On a road bike one uses the tops while seated so no upsweep is needed. While standing on a road bike one uses the hoods or drops which is quite different to a flat bar on the mtb, however a flat bar (minimal or no upsweep) is comfortable while seated in my opinion.

Smilinsteve, seems you have found your set up, but am sure you meant you rotate your bars backwards, therefore lowering the grips and reducing upsweep? I think the bars you have with 6 degree upsweep is quite extreme, I am sure most riders would lessen the upsweep. I had an old pair of risers with similar upsweep and it was not comfy! I struggled to get them right, but did get used to them for 3 years...


----------



## smilinsteve (Jul 21, 2009)

Emdhappy said:


> I read this somewhere and it makes sense, you can try it yourself:
> While standing, hold a straight bar/tube/long screwdriver in each hand. Let your arms relax by your sides but keep your knucles facing forward as if you are riding an mtb. Now slowly raise your arms up in front of you till its in a "riding position", during the whole lift from start to finish you will see that the object in your hand is not parallel to the ground, but the inside dips down. This is why upsweep is naturally better for for your hand/wrist. Pulling up on the bars while standing is more of a natural feeling with a small upsweep. But of course we all have our preferences... Riser bars also offer many choices of upsweep, though 9 back and 4/5 up has become most popular it seems.


When I try this test, it is true that the inside tips down if you try to keep your knuckles facing forward, but I see no logic in doing that. If I put my hands in my most comfortable natural position, the outside tips down. 
If you are familiar with gym equipment, I am thinking about the hand position when doing seated low pulley rows, with the close grip triangular type attachment - top of hands pointed inward, bottom of hands pointed out. It seems to be the most neutral, no stress on forearms, while being in the optimum position for pulling. This is the opposite of a hand position using an upswept bar.
(I know that this position would not be easy to duplicate on a mountain bike).

+ + + + + + +

TASK OBJECTIVE:
Write what comes next in the forum thread on handlebar upsweep, starting after its final sentence. The listing below is from a separate source.

RECORDED DATA:
+ + + + + + +

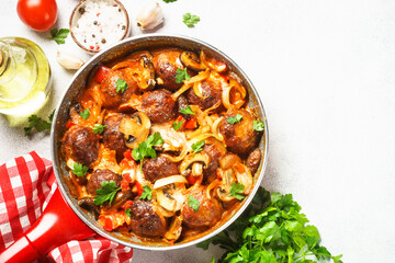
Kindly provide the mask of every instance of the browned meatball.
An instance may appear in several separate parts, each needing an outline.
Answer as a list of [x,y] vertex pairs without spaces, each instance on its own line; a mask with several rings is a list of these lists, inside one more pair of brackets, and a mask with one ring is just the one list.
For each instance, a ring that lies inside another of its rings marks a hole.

+ + + + + + +

SOLVED PROBLEM:
> Smilinsteve, seems you have found your set up, but am sure you meant you rotate your bars backwards, therefore lowering the grips and reducing upsweep? I think the bars you have with 6 degree upsweep is quite extreme, I am sure most riders would lessen the upsweep. I had an old pair of risers with similar upsweep and it was not comfy! I struggled to get them right, but did get used to them for 3 years...


Yes. That is what I meant. I didn't realize that my bar had above average upsweep, but it definitely feels better rotated back.


----------



## natrat (Mar 20, 2008)

a bar with more upsweep might work better with narrower shoulders as the angle of the arm down to the bar is out a bit rather than straight down so the wrist is in alignment better when standing


----------



## bikershrink (Mar 6, 2013)

I've wondered a lot about upsweep too. I think it has something to do with riders always being told to keep their elbows up and out while riding.
Having come from motorcycles and cafe racers in particular, the bars always had backsweep and downsweep. That seems to be the way my hands naturally reach for bars, and now that both my shoulders have accumulated a lot of "wear and tear" things just feel the best that way.
I've even tried some Mary Bars on a couple of my bikes and they feel great, but may require a bit longer stem.
I just know my shoulders are not fans of upsweep on handlebars.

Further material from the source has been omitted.